Render every line of the data exactly as written, and leave out the pictures.
☆ ☆ ☆ ☆ ☆ ☆ ☆
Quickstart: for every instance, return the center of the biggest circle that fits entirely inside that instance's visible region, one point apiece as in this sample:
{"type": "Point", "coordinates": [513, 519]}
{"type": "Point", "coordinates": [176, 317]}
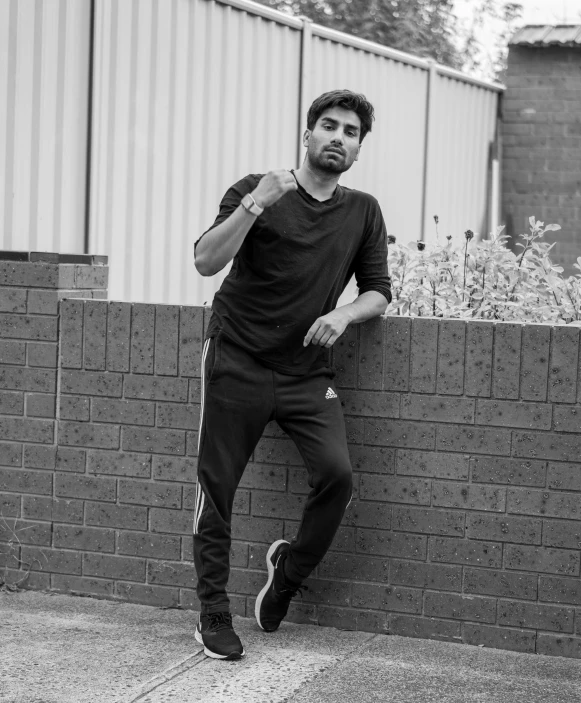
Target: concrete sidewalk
{"type": "Point", "coordinates": [66, 649]}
☆ ☆ ☆ ☆ ☆ ☆ ☆
SOLUTION TO THIS PROBLEM -
Quickstart: for every instance, return the center of the biggest circle that fits entirely inside that instance's visible region, one point apiece as in this sample:
{"type": "Point", "coordinates": [513, 519]}
{"type": "Point", "coordinates": [176, 317]}
Target: concrete sidewalk
{"type": "Point", "coordinates": [66, 649]}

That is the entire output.